■ What you are asked to do:
Copy the lines below verbatim, starting at the line containing "Annotation guideline — the target class is gray" and ending at the line containing "251;43;377;122", both included.

■ Rows of box annotation data:
::::

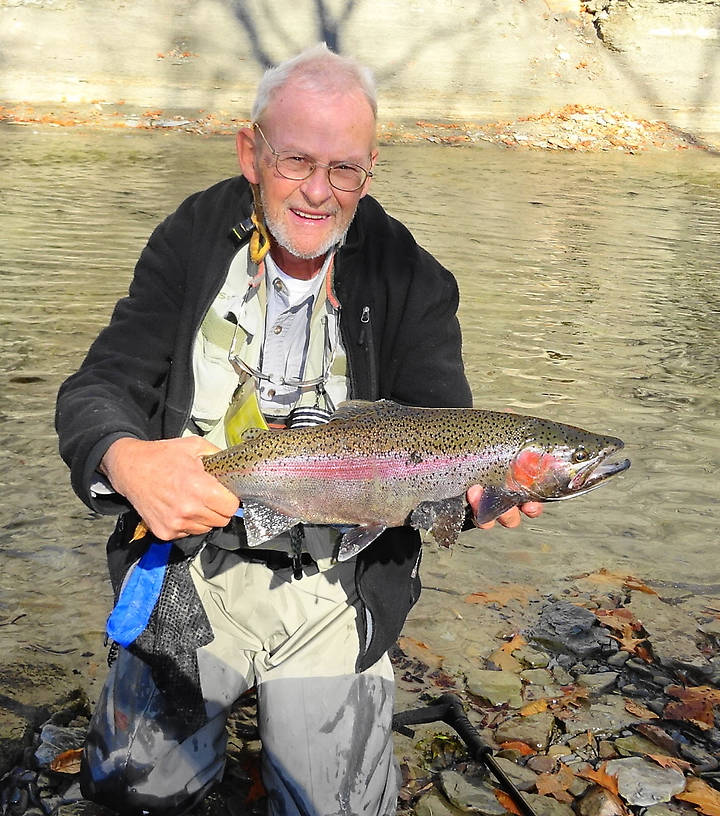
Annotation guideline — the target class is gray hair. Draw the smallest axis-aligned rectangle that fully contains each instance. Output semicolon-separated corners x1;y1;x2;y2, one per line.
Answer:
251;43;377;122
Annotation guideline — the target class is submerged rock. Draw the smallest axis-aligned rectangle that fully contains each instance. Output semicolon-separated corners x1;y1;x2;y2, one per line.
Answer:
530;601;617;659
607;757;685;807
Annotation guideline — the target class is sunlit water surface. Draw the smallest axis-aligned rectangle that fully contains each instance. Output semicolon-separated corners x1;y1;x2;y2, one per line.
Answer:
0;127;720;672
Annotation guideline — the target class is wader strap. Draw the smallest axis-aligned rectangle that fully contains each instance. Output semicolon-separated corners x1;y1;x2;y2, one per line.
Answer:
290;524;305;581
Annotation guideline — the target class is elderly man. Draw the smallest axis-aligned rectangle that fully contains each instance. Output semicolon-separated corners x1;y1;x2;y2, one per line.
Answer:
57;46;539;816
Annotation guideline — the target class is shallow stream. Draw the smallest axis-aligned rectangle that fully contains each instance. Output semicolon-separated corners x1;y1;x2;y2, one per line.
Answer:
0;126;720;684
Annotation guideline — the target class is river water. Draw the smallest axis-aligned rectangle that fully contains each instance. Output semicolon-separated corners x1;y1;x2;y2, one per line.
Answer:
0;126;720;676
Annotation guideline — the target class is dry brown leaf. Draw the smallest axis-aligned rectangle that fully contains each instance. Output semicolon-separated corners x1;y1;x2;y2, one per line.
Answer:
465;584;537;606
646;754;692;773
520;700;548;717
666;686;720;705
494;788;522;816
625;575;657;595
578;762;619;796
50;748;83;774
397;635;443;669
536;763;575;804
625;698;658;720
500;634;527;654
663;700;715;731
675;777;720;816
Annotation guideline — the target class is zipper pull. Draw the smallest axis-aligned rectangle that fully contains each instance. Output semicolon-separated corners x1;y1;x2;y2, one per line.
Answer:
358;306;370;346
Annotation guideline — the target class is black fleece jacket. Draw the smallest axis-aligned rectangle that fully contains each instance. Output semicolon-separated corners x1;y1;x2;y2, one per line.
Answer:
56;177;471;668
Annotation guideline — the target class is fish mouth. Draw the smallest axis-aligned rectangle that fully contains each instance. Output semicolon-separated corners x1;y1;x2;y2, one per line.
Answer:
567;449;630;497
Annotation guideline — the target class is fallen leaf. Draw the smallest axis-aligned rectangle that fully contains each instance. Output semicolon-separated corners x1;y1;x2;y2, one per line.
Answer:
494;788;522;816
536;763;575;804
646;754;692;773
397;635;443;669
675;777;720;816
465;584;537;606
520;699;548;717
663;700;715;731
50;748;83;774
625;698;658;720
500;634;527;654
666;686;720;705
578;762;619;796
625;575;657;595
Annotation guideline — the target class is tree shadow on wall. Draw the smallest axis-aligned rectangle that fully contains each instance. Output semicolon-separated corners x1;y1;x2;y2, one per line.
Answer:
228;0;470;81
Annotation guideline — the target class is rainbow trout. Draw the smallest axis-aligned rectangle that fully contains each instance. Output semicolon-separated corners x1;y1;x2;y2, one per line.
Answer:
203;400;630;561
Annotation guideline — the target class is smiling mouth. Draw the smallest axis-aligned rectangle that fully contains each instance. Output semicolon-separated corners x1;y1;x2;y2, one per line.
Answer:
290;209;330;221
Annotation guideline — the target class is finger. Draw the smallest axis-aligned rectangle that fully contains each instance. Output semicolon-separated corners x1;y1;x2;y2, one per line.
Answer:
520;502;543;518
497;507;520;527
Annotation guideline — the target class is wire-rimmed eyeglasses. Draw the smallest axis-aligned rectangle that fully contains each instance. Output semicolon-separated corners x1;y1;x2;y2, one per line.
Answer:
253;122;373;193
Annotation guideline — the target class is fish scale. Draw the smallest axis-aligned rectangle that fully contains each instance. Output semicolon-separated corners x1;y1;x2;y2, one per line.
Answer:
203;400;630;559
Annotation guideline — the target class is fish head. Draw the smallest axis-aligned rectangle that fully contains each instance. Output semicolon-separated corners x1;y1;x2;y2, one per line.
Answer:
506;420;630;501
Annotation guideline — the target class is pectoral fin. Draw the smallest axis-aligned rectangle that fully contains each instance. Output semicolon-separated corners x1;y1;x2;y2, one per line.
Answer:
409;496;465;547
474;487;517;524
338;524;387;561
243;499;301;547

::::

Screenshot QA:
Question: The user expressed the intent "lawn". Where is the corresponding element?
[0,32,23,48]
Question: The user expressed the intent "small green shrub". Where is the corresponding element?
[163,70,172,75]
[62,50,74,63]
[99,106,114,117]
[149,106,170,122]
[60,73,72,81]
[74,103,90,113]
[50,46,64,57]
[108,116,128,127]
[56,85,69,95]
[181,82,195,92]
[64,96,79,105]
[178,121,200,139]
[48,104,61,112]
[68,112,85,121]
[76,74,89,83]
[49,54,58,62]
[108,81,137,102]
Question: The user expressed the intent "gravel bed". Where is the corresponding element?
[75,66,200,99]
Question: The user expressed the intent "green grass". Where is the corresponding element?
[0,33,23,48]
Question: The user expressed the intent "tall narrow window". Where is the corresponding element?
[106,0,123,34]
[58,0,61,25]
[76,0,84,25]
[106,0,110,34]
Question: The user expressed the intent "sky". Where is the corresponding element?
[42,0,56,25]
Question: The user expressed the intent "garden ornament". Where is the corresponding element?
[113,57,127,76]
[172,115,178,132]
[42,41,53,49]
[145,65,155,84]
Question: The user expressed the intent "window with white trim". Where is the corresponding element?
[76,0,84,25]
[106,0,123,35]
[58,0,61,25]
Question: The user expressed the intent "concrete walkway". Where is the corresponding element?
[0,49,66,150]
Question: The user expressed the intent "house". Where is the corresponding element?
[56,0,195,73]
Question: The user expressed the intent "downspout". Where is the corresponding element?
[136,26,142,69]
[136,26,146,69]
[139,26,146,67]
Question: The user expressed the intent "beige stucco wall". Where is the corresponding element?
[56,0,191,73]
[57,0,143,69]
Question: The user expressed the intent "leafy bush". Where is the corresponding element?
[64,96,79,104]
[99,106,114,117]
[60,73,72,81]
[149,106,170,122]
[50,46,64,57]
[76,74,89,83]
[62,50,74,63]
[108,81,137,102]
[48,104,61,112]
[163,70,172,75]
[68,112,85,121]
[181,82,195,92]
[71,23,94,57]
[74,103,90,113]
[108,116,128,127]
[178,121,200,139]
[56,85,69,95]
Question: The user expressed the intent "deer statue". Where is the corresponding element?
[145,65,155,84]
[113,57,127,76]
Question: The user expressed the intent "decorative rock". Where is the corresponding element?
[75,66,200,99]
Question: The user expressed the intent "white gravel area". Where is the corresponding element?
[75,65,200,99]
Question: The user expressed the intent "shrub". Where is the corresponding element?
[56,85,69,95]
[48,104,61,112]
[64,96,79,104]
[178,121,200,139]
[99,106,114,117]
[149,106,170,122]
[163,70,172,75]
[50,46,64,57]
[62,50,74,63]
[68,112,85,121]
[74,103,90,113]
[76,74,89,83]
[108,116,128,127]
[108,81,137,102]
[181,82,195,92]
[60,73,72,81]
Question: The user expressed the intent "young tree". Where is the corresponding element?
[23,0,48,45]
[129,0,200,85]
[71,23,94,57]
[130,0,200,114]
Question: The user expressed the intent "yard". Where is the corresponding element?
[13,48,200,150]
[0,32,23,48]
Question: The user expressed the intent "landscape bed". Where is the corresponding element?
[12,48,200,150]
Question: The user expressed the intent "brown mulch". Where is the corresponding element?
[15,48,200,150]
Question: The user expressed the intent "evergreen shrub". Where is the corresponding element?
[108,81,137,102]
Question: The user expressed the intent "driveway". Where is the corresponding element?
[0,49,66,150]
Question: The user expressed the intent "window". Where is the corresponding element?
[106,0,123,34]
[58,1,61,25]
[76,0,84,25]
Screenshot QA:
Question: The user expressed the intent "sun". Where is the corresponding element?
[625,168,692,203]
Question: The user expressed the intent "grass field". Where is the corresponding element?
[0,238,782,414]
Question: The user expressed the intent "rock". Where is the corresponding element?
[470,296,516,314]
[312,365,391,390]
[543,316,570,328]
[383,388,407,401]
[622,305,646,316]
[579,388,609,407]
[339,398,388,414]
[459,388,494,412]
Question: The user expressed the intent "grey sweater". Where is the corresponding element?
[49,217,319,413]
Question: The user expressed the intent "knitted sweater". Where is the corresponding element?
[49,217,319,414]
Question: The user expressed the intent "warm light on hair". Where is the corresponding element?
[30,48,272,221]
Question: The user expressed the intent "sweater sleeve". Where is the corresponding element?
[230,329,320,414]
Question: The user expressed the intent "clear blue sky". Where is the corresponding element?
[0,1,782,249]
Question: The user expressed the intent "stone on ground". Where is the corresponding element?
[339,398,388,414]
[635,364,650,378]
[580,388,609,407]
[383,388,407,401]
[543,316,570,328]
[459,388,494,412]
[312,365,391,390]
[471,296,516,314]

::::

■ Written response:
Annotation guideline — the target class is gray hair. Draw the smallest axis-aligned rectangle that fully contains each instance. Output semicolon-separated corners x1;y1;x2;y2, one per line.
Answer:
251;43;377;122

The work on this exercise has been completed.